* Required action 1 *
From the spinal stenosis text, echo the passage from "Since factors like" up to and including "for stenosis (x).".
* Required action 2 *
According to the spinal stenosis text, how long can the effects of epidurals last when they work?
* Required action 3 *
Finish out the next part of the spinal stenosis treatment text, picking up after its final sentence.

* Text excerpt *
◇ ◇ ◇

Physical therapy reduces pain, increases mobility, and prevents progression of spinal stenosis for many people. It can include exercise, stretching, heat and/or ice application, and manual therapy by a professional therapist (x).
Since factors like excess weight, smoking, and lack of exercise can exacerbate pain and symptoms of spinal stenosis, taking measures to minimize them is part of the overall plan to manage the condition. This may require a change in diet, controlling diabetes, quitting smoking, and following the exercise plan recommended by a doctor or physical therapist (x).
Injections of a pain reliever and a corticosteroid (a medication that reduces inflammation) into either the spaces between the vertebrae or into the facet joints can temporarily provide pain relief caused by spinal stenosis. Sometimes epidurals don’t provide the intended effect but if they do, their effects can last weeks to months (x). While getting an injection in the spine may seem invasive, epidurals are still considered a “conservative” treatment for stenosis (x).

◇ ◇ ◇

(Referring expression pointing data)
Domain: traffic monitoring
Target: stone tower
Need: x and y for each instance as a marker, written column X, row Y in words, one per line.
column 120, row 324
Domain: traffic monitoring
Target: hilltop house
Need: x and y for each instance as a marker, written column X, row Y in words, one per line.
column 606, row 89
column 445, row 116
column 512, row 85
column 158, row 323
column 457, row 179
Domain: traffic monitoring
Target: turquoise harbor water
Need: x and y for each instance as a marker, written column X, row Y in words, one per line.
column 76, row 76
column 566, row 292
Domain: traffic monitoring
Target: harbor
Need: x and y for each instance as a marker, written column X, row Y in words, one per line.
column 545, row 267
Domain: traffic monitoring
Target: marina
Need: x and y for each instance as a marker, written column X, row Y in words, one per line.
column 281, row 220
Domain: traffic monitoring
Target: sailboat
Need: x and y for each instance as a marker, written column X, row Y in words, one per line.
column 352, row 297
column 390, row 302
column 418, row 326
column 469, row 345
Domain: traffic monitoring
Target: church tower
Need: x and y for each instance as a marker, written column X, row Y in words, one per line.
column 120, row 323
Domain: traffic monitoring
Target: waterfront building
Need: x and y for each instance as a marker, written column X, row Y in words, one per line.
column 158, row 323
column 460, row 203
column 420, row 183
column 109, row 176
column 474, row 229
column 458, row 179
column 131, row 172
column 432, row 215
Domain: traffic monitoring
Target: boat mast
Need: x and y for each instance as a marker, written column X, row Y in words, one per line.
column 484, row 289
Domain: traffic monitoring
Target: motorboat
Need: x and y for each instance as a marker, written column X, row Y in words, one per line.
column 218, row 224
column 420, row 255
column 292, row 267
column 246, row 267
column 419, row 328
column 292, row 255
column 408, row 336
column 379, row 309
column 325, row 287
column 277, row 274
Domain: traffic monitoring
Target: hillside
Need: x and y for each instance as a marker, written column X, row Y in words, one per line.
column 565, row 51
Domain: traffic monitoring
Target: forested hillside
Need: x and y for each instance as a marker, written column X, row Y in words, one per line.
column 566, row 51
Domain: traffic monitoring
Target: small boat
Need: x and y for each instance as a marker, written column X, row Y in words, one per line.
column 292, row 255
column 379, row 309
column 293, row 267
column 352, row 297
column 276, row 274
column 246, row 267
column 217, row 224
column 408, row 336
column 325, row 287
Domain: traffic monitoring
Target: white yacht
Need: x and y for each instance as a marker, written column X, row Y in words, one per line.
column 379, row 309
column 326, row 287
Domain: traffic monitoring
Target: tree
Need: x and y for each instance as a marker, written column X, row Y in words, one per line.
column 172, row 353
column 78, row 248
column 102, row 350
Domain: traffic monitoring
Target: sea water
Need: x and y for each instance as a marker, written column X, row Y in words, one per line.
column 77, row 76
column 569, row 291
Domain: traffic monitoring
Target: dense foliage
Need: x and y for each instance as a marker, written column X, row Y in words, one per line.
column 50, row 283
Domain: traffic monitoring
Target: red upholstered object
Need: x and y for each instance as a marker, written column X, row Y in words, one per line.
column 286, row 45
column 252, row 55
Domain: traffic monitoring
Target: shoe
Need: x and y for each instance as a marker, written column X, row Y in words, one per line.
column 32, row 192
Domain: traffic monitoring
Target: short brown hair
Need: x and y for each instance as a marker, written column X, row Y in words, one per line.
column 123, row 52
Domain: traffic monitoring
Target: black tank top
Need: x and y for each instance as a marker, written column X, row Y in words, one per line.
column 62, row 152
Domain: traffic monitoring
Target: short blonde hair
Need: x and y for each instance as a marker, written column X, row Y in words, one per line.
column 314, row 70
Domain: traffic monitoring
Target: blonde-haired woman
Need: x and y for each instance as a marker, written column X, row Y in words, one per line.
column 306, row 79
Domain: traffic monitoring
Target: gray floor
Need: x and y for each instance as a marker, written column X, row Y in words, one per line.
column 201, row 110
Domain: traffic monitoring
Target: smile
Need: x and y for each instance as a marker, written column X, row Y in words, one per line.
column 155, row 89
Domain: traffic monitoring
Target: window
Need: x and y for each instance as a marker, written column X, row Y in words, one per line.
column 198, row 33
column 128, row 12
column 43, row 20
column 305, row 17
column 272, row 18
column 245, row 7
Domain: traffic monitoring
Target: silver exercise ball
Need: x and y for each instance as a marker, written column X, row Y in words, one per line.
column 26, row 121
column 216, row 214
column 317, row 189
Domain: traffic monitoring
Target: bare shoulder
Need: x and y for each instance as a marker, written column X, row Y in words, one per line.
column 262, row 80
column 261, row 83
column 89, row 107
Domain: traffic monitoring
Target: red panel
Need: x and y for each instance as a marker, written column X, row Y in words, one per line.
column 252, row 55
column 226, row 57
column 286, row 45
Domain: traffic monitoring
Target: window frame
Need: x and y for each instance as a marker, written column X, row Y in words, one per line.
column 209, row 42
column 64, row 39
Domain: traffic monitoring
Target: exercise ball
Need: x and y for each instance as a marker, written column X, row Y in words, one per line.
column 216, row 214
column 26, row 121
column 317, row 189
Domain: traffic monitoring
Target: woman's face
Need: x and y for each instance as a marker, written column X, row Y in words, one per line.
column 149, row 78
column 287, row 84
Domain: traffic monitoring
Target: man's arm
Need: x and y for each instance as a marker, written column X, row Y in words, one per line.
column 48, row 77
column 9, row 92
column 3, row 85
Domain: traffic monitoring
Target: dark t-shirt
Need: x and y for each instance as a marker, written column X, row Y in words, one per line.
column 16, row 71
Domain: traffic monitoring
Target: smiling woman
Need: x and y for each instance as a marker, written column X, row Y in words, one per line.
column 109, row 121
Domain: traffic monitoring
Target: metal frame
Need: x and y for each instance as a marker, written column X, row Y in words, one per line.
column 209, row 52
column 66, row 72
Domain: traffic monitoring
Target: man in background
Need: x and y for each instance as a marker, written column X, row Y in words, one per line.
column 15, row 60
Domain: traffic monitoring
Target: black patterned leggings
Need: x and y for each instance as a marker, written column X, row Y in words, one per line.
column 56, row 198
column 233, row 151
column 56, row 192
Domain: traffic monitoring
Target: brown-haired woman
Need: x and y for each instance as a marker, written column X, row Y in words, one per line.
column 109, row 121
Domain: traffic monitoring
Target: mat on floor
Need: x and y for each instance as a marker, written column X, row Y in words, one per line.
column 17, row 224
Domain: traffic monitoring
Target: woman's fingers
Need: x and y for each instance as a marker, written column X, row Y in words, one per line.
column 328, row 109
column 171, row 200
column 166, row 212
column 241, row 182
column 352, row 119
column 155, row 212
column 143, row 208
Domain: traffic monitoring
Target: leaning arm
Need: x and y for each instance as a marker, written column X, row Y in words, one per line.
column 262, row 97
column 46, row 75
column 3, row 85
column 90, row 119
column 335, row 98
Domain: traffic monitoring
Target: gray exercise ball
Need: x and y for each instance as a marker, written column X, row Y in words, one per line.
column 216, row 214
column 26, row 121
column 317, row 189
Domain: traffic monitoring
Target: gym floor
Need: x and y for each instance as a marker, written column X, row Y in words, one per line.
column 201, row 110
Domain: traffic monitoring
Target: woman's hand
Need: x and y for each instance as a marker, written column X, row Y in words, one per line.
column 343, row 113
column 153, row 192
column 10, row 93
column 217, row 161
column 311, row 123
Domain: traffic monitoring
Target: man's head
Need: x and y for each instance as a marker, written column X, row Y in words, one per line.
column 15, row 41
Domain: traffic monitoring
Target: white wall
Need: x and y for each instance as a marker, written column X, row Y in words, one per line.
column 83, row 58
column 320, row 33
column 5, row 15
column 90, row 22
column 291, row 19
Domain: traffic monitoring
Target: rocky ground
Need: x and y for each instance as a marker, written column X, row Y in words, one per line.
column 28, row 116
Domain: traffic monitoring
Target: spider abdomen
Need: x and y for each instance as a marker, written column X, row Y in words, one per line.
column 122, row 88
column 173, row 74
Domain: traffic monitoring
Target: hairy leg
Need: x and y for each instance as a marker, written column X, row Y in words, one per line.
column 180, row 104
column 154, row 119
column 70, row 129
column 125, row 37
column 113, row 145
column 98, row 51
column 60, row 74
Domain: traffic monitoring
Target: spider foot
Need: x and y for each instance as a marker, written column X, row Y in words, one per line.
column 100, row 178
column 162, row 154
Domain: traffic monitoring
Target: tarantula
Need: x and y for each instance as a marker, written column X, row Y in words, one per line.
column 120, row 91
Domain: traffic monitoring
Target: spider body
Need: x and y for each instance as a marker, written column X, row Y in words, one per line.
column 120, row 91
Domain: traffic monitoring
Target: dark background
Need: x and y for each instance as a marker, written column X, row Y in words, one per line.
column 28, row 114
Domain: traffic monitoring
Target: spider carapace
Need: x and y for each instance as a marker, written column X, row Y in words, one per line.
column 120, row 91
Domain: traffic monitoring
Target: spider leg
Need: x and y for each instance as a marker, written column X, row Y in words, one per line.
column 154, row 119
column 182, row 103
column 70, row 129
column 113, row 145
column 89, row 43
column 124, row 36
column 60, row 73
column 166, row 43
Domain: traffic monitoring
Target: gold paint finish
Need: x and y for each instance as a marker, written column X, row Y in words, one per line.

◇ ◇ ◇

* Expected output 1 *
Since factors like excess weight, smoking, and lack of exercise can exacerbate pain and symptoms of spinal stenosis, taking measures to minimize them is part of the overall plan to manage the condition. This may require a change in diet, controlling diabetes, quitting smoking, and following the exercise plan recommended by a doctor or physical therapist (x).
Injections of a pain reliever and a corticosteroid (a medication that reduces inflammation) into either the spaces between the vertebrae or into the facet joints can temporarily provide pain relief caused by spinal stenosis. Sometimes epidurals don’t provide the intended effect but if they do, their effects can last weeks to months (x). While getting an injection in the spine may seem invasive, epidurals are still considered a “conservative” treatment for stenosis (x).

* Expected output 2 *
Weeks to months.

* Expected output 3 *
For those who don’t find relief other ways, surgical measures may be necessary. One type of procedure, which varies in invasiveness, is called a “decompression” because it’s meant to decompress the pressure placed on the nerve roots. Surgeons do this by removing surrounding tissue such as all or part of thickened ligaments (x).
Decompression may be combined with a spinal fusion that attaches some vertebrae together to maintain the strength of the spine (x). Depending on the extent and location of decompression surgery, it may also be called a laminectomy, laminotomy, or laminoplasty.
Dietary supplements can help support the overall health of the spine by reducing the effects of osteoarthritis (one of the most common causes of spinal stenosis), helping to maintain a healthy weight, and keeping overall inflammation to a minimum. As always, if you have health problems, take medication, or are pregnant or nursing, speak to your doctor before starting any supplements.
Studies show that supplementing with MSM powder, a sulfur-containing compound that humans produce naturally, can improve pain and mobility associated with osteoarthritis (x). Take 1000 to 1300 mg of MSM powder four times per day, or as directed by a physician.
Glucosamine and Chondroitin
Glucosamine and chondroitin are probably two of the most recommended supplements for managing both osteoarthritis and rheumatoid arthritis. Studies suggest that they can be beneficial individually, however they may provide even greater benefit when taken in combination (x). These don’t work well for everyone but given their relative safety profile, especially compared with NSAID drugs, arthritis organizations don’t discount their usefulness (x). Take 1000 mg up to three times daily of glucosamine and 750 mg to 1500 mg daily or as recommended by your doctor.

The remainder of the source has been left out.